Copy every one of the following records line for line, changing nothing.

--- Begin ---

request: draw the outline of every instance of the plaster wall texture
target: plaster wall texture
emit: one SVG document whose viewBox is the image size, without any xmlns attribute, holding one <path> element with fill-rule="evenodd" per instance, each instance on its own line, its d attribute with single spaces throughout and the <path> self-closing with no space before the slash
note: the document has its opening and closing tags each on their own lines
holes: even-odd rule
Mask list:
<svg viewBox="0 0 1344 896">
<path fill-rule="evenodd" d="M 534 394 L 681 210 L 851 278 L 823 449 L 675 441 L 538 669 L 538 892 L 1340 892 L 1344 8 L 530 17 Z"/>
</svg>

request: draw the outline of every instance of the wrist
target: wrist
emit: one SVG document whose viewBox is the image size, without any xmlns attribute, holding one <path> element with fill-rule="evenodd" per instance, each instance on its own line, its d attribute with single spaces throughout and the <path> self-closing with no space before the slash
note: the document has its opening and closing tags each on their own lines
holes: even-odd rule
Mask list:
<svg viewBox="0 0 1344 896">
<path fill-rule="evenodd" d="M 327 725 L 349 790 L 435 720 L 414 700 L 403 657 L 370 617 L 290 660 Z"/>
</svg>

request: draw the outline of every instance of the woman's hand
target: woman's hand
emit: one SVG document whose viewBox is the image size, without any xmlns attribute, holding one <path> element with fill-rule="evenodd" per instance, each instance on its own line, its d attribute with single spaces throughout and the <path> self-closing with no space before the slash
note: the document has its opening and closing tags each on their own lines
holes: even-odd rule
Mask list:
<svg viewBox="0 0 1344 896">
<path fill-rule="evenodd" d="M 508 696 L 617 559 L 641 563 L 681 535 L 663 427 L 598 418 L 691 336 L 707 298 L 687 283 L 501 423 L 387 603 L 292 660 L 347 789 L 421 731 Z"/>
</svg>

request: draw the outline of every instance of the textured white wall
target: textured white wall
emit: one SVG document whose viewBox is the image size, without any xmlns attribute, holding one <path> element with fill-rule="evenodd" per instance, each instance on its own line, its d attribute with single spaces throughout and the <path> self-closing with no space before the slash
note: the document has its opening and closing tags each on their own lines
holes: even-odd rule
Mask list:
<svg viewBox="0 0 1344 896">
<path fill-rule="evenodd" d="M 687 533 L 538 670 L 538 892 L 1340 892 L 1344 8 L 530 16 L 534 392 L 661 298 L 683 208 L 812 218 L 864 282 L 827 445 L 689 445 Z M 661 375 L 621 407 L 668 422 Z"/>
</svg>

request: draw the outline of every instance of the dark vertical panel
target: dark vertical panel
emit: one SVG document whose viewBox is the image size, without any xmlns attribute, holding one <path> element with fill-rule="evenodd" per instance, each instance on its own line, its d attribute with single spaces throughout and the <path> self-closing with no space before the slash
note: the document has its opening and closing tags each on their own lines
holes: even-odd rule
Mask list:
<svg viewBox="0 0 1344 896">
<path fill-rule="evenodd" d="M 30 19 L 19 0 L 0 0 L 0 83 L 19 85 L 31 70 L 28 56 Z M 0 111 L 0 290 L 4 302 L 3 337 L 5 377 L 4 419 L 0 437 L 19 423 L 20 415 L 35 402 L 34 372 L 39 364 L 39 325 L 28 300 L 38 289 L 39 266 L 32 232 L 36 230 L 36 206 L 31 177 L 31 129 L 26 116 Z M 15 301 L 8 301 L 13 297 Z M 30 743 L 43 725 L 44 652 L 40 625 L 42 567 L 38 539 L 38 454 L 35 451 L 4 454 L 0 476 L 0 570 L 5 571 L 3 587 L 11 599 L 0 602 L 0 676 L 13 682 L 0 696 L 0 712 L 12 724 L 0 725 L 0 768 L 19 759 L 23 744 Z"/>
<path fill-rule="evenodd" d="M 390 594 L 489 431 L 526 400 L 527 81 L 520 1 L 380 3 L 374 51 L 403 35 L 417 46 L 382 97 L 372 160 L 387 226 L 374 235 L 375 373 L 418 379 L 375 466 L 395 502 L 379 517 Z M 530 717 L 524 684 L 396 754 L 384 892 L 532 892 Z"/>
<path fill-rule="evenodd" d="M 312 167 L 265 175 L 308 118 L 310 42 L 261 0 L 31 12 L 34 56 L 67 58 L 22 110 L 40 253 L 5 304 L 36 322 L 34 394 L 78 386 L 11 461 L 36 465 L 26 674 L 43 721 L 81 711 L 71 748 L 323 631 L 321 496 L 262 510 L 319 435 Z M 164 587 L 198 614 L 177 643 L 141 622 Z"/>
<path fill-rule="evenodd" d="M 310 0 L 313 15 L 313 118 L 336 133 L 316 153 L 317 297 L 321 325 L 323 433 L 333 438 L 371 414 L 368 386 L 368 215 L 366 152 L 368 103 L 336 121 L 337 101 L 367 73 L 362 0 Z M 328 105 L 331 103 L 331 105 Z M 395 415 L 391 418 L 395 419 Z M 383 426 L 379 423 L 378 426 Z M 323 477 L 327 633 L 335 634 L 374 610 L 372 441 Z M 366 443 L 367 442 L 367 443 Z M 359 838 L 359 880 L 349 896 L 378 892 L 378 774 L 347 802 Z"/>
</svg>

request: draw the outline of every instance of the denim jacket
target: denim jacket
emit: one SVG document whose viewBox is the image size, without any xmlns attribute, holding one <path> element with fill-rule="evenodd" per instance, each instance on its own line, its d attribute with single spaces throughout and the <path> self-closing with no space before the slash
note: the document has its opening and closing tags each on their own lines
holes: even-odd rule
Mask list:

--- End ---

> Answer to the task:
request: draw the outline of every instance of the plaster wall texture
target: plaster wall texture
emit: one SVG document whose viewBox is the image size, without any xmlns attribute, holding one <path> element with fill-rule="evenodd" per instance, each instance on its own line, its d attribute with single spaces throughout and the <path> self-closing with no space before the slash
note: the document has its opening and closing tags each on their own lines
holes: even-odd rule
Mask list:
<svg viewBox="0 0 1344 896">
<path fill-rule="evenodd" d="M 534 394 L 681 210 L 851 278 L 823 449 L 675 441 L 538 669 L 538 892 L 1340 892 L 1344 8 L 530 17 Z"/>
</svg>

request: draw the outline of every instance of the wrist
target: wrist
emit: one SVG document whose viewBox is the image size, without any xmlns attribute, holding one <path> element with fill-rule="evenodd" per instance, each instance on its own line, its d attribute with single spaces throughout and the <path> self-closing with no space before the slash
note: the document has its opening and closing tags each on their own lines
holes: even-odd rule
Mask list:
<svg viewBox="0 0 1344 896">
<path fill-rule="evenodd" d="M 327 725 L 349 790 L 435 720 L 414 700 L 403 657 L 370 617 L 290 660 Z"/>
</svg>

request: draw the outline of every instance of the woman's hand
target: woman's hand
emit: one SVG document whose viewBox is the image size, without any xmlns attribute, holding one <path> element with fill-rule="evenodd" per instance, each instance on its own line, its d attribute with single spaces throughout and the <path> self-closing with no space before the slash
note: the document has its opening and closing tags each on their own lines
holes: even-odd rule
Mask list:
<svg viewBox="0 0 1344 896">
<path fill-rule="evenodd" d="M 508 696 L 617 559 L 641 563 L 681 535 L 663 427 L 598 418 L 691 336 L 707 298 L 687 283 L 501 423 L 387 603 L 292 660 L 347 789 L 421 731 Z"/>
</svg>

request: draw the outline of every instance of the textured white wall
target: textured white wall
emit: one SVG document whose viewBox is the image size, without any xmlns attribute, holding one <path> element with fill-rule="evenodd" per instance, each instance on its own line, its d attribute with single spaces throughout and the <path> self-closing with no space before the slash
note: the document has its opening and closing tags each on their own lines
holes: even-odd rule
Mask list:
<svg viewBox="0 0 1344 896">
<path fill-rule="evenodd" d="M 687 533 L 538 670 L 538 892 L 1340 892 L 1344 8 L 530 16 L 534 392 L 661 298 L 683 208 L 812 218 L 864 282 L 827 445 L 689 445 Z M 661 375 L 621 407 L 668 422 Z"/>
</svg>

request: draw the outline of every instance of the dark vertical panel
target: dark vertical panel
emit: one SVG document whose viewBox is the image size, without any xmlns attribute, holding one <path> element with fill-rule="evenodd" per instance, each instance on its own line, its d attribute with single spaces throughout and the <path> self-closing with no space before the slash
note: the document has its opening and closing tags each on their own lines
holes: even-odd rule
Mask list:
<svg viewBox="0 0 1344 896">
<path fill-rule="evenodd" d="M 30 19 L 19 0 L 0 0 L 0 83 L 19 85 L 31 70 L 28 56 Z M 0 111 L 0 290 L 4 302 L 3 337 L 5 377 L 4 419 L 0 437 L 19 423 L 20 415 L 35 402 L 34 372 L 39 364 L 39 325 L 28 300 L 38 289 L 39 266 L 32 232 L 36 230 L 36 206 L 31 177 L 31 129 L 26 116 Z M 15 301 L 8 301 L 13 297 Z M 30 743 L 43 725 L 44 652 L 40 625 L 42 567 L 38 539 L 38 454 L 35 451 L 4 454 L 0 476 L 0 570 L 5 571 L 3 587 L 11 599 L 0 602 L 0 676 L 13 682 L 0 696 L 0 712 L 12 724 L 0 725 L 0 768 L 19 759 L 23 744 Z"/>
<path fill-rule="evenodd" d="M 390 594 L 489 431 L 526 400 L 527 81 L 520 1 L 380 3 L 374 51 L 403 35 L 417 46 L 382 97 L 372 160 L 387 226 L 374 235 L 375 373 L 418 379 L 375 466 L 395 502 L 379 517 Z M 530 717 L 524 684 L 396 754 L 384 892 L 532 892 Z"/>
<path fill-rule="evenodd" d="M 312 167 L 265 175 L 308 118 L 310 42 L 261 0 L 31 12 L 34 56 L 67 58 L 22 110 L 40 253 L 5 304 L 36 322 L 34 394 L 78 386 L 11 461 L 36 465 L 26 674 L 43 721 L 81 711 L 71 748 L 323 631 L 321 496 L 262 510 L 319 435 Z M 164 587 L 198 614 L 177 643 L 141 622 Z"/>
<path fill-rule="evenodd" d="M 310 0 L 313 15 L 313 118 L 336 133 L 316 153 L 317 297 L 321 325 L 323 433 L 333 438 L 371 414 L 368 386 L 368 215 L 366 152 L 368 103 L 336 121 L 337 101 L 367 73 L 362 0 Z M 328 105 L 331 103 L 331 105 Z M 395 415 L 391 418 L 395 419 Z M 383 426 L 379 423 L 378 426 Z M 323 477 L 327 633 L 335 634 L 374 610 L 372 441 Z M 366 443 L 367 442 L 367 443 Z M 359 838 L 359 880 L 349 896 L 378 892 L 378 774 L 347 802 Z"/>
</svg>

request: draw the outline of every instance of the denim jacket
target: denim jacket
emit: one SVG document whose viewBox is the image size, without any xmlns attribute, holding one <path> element with fill-rule="evenodd" per instance, each instance on its own line, its d attribute with single spaces throughout and the <path> self-closing with no space before the slash
note: the document has its opening and closing tags each on their own lines
holes: even-odd rule
Mask list:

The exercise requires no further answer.